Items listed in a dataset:
══════

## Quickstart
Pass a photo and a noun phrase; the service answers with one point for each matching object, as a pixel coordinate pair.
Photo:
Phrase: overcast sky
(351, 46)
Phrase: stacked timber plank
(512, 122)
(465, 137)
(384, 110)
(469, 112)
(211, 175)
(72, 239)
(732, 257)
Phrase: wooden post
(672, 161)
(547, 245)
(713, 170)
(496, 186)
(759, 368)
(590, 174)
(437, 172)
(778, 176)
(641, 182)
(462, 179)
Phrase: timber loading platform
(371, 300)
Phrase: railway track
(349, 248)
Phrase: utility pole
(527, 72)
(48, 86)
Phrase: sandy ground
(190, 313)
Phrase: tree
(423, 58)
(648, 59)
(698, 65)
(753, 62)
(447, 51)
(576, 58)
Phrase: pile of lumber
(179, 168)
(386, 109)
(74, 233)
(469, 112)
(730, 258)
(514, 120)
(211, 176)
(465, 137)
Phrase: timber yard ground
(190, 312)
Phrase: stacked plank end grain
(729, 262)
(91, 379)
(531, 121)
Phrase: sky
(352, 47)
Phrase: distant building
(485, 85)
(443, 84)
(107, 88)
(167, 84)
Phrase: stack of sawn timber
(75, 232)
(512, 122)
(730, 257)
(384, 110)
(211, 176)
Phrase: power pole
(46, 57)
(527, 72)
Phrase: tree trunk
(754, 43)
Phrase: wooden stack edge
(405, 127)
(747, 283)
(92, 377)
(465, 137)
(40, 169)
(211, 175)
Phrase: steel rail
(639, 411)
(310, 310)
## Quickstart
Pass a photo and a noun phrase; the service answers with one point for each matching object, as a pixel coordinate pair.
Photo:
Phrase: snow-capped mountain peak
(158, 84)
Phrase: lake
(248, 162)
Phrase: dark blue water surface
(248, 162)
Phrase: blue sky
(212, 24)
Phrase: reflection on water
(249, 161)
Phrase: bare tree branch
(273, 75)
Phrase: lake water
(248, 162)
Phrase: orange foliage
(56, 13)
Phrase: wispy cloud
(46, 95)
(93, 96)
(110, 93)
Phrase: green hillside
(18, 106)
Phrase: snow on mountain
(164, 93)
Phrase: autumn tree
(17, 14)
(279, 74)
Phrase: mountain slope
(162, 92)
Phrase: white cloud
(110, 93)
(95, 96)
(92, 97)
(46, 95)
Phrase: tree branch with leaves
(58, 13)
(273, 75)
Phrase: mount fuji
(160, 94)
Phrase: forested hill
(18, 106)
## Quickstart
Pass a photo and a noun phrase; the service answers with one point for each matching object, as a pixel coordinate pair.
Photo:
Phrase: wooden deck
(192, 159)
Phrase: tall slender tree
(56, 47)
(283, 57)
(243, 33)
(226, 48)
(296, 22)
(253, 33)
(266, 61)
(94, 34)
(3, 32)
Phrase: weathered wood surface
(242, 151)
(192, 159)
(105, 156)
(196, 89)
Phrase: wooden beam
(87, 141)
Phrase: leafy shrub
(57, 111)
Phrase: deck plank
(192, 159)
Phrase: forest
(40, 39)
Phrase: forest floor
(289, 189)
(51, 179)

══════

## Task directions
Could you restate every entry above word for word?

## Answer to this task
## Quickstart
Pass a photo and a noun phrase; the service answers with one point for each matching object, as a pixel coordinate pair.
Photo:
Phrase: overcast sky
(351, 46)
Phrase: stacked timber plank
(512, 122)
(465, 137)
(384, 110)
(469, 112)
(211, 175)
(72, 239)
(732, 257)
Phrase: wooden post
(672, 161)
(547, 245)
(713, 170)
(496, 186)
(759, 368)
(590, 174)
(437, 172)
(778, 176)
(641, 182)
(462, 179)
Phrase: timber loading platform
(371, 300)
Phrase: railway track
(349, 248)
Phrase: utility pole
(527, 72)
(48, 86)
Phrase: sandy ground
(190, 313)
Phrase: tree
(423, 58)
(648, 59)
(698, 65)
(753, 62)
(447, 51)
(576, 58)
Phrase: pile of lumber
(179, 168)
(386, 109)
(74, 233)
(469, 112)
(730, 258)
(514, 120)
(211, 176)
(465, 137)
Phrase: timber yard ground
(190, 312)
Phrase: stacked plank end grain
(729, 262)
(91, 379)
(531, 121)
Phrase: sky
(352, 47)
Phrase: distant building
(485, 85)
(443, 84)
(107, 88)
(167, 84)
Phrase: stack of sawn timber
(75, 232)
(512, 122)
(730, 257)
(384, 110)
(211, 176)
Phrase: power pole
(46, 57)
(527, 72)
Phrase: tree trunk
(754, 43)
Phrase: wooden stack edge
(405, 127)
(747, 283)
(92, 377)
(465, 137)
(40, 169)
(211, 175)
Phrase: steel rail
(639, 411)
(310, 310)
## Quickstart
Pass a photo and a noun phrase; the service answers with one point for each matching object, as a pixel coordinate pair.
Photo:
Phrase: snow-capped mountain peak
(158, 84)
Phrase: lake
(248, 162)
Phrase: dark blue water surface
(248, 162)
Phrase: blue sky
(212, 24)
Phrase: reflection on water
(249, 161)
Phrase: bare tree branch
(273, 75)
Phrase: lake water
(248, 162)
Phrase: orange foliage
(56, 13)
Phrase: wispy cloud
(46, 95)
(93, 96)
(110, 93)
Phrase: green hillside
(18, 106)
Phrase: snow on mountain
(164, 93)
Phrase: autumn tree
(17, 14)
(279, 74)
Phrase: mountain slope
(162, 92)
Phrase: white cloud
(110, 93)
(95, 96)
(92, 97)
(46, 95)
Phrase: tree branch with leaves
(58, 13)
(273, 75)
Phrase: mount fuji
(160, 94)
Phrase: forested hill
(18, 106)
## Quickstart
Pass a photo and a noun phrase; the service answers with one point for each matching object, as a pixel coordinate pair.
Photo:
Phrase: wooden deck
(192, 159)
Phrase: tall slender tree
(56, 47)
(283, 57)
(243, 33)
(226, 48)
(296, 22)
(253, 33)
(266, 61)
(94, 34)
(3, 32)
Phrase: weathered wood surface
(242, 151)
(192, 159)
(105, 156)
(196, 89)
Phrase: wooden beam
(87, 141)
Phrase: leafy shrub
(57, 111)
Phrase: deck plank
(192, 159)
Phrase: forest
(40, 39)
Phrase: forest floor
(289, 189)
(51, 179)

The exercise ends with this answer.